WHAT THE EXERCISE ASKS
Repeat the records exactly, so that each line matches the original.

SUPPLIED RECORDS
▽

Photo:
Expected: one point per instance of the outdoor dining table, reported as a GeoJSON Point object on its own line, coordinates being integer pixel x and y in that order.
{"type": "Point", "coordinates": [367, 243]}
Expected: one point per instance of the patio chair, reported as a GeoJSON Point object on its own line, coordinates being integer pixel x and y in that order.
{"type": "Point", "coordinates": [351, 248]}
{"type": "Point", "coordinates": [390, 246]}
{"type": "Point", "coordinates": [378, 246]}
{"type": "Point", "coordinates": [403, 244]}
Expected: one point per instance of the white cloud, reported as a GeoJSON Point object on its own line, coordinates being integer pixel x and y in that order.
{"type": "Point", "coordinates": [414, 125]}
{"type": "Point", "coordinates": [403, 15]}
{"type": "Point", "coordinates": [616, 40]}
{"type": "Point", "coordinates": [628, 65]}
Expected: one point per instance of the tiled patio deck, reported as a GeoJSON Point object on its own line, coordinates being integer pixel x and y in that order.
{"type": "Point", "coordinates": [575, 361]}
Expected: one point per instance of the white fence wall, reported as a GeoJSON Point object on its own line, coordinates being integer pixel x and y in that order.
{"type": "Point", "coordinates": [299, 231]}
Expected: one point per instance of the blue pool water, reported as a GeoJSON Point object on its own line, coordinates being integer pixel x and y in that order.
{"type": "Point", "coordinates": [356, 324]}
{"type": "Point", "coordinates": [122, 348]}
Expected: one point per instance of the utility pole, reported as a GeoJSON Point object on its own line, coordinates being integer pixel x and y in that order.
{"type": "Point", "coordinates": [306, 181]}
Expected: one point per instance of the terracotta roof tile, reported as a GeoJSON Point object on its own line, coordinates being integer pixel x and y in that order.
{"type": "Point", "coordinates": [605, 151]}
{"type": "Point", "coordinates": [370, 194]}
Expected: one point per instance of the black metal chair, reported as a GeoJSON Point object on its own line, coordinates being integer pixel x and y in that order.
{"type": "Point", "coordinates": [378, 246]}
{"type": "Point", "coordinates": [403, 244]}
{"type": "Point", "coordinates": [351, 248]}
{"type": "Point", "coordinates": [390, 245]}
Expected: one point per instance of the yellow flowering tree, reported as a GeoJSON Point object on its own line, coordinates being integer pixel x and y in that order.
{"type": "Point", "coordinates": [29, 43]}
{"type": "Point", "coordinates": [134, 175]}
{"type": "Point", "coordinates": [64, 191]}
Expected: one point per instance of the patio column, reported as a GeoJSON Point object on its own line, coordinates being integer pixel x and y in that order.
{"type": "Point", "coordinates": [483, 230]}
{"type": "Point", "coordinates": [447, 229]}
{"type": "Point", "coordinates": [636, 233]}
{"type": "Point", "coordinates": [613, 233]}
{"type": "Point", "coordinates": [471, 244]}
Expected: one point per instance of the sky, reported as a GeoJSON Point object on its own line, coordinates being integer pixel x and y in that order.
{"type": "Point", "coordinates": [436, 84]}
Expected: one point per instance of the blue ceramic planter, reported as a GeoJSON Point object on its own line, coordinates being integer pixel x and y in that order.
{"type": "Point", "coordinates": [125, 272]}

△

ANSWER TO THIS PROBLEM
Photo:
Expected: one point per instance of the outdoor dining table, reported as a GeoJSON Point object on its own line, coordinates being integer pixel x and y in that order.
{"type": "Point", "coordinates": [367, 243]}
Expected: one point per instance of the patio chair, reported as a GeoJSON Point object on its own line, coordinates being integer pixel x and y in that order.
{"type": "Point", "coordinates": [351, 248]}
{"type": "Point", "coordinates": [390, 246]}
{"type": "Point", "coordinates": [378, 246]}
{"type": "Point", "coordinates": [403, 244]}
Expected: one point per instance of the white cloud, reported as a GeoJSON Point object on its own line, coordinates being integer pixel x and y in that order.
{"type": "Point", "coordinates": [414, 125]}
{"type": "Point", "coordinates": [403, 15]}
{"type": "Point", "coordinates": [616, 40]}
{"type": "Point", "coordinates": [628, 65]}
Expected: one point per instance of the tiled patio deck, reported as a GeoJSON Point object on its own line, coordinates being integer pixel x and y in that order.
{"type": "Point", "coordinates": [575, 361]}
Expected: one point per instance of the white fence wall, reported as a GeoJSON Point object on its own line, coordinates being integer pixel x and y in that order.
{"type": "Point", "coordinates": [299, 231]}
Expected: one point per instance of the blue pool water, reported as a GeoJSON Point object on its own line, coordinates being integer pixel x and y in that order.
{"type": "Point", "coordinates": [356, 324]}
{"type": "Point", "coordinates": [122, 348]}
Expected: one point per instance of the utility pole, reported as a GeoJSON Point object on its own line, coordinates being integer pixel x and y in that order.
{"type": "Point", "coordinates": [306, 181]}
Expected: one point per instance of the terracotta roof tile, reported as a GeoJSON Point object on its own line, coordinates being integer pixel x and y in that order.
{"type": "Point", "coordinates": [605, 151]}
{"type": "Point", "coordinates": [370, 194]}
Expected: one point per instance of the black metal chair, reported as a GeoJSON Point object on its own line, coordinates being integer pixel x and y in that order.
{"type": "Point", "coordinates": [378, 246]}
{"type": "Point", "coordinates": [403, 244]}
{"type": "Point", "coordinates": [351, 248]}
{"type": "Point", "coordinates": [390, 245]}
Expected: one point per instance of the yellow flowering tree, reported as a GeoJSON Point object on its own line, coordinates being integer pixel x and y in that order.
{"type": "Point", "coordinates": [29, 43]}
{"type": "Point", "coordinates": [134, 175]}
{"type": "Point", "coordinates": [64, 191]}
Expected: one point per instance of the patio column, reported as a GeoJSON Point object on its own line, coordinates being integer pixel x and y in that order.
{"type": "Point", "coordinates": [483, 230]}
{"type": "Point", "coordinates": [447, 229]}
{"type": "Point", "coordinates": [636, 233]}
{"type": "Point", "coordinates": [613, 233]}
{"type": "Point", "coordinates": [471, 244]}
Expected: one point per instance of the sky, reported as a GeoJSON Point object on its own line, coordinates being integer pixel x and y in that order.
{"type": "Point", "coordinates": [436, 84]}
Expected: one point per instance of the blue ceramic planter, reported as a GeoJSON Point object on its own line, coordinates being integer pixel x and y in that order.
{"type": "Point", "coordinates": [125, 272]}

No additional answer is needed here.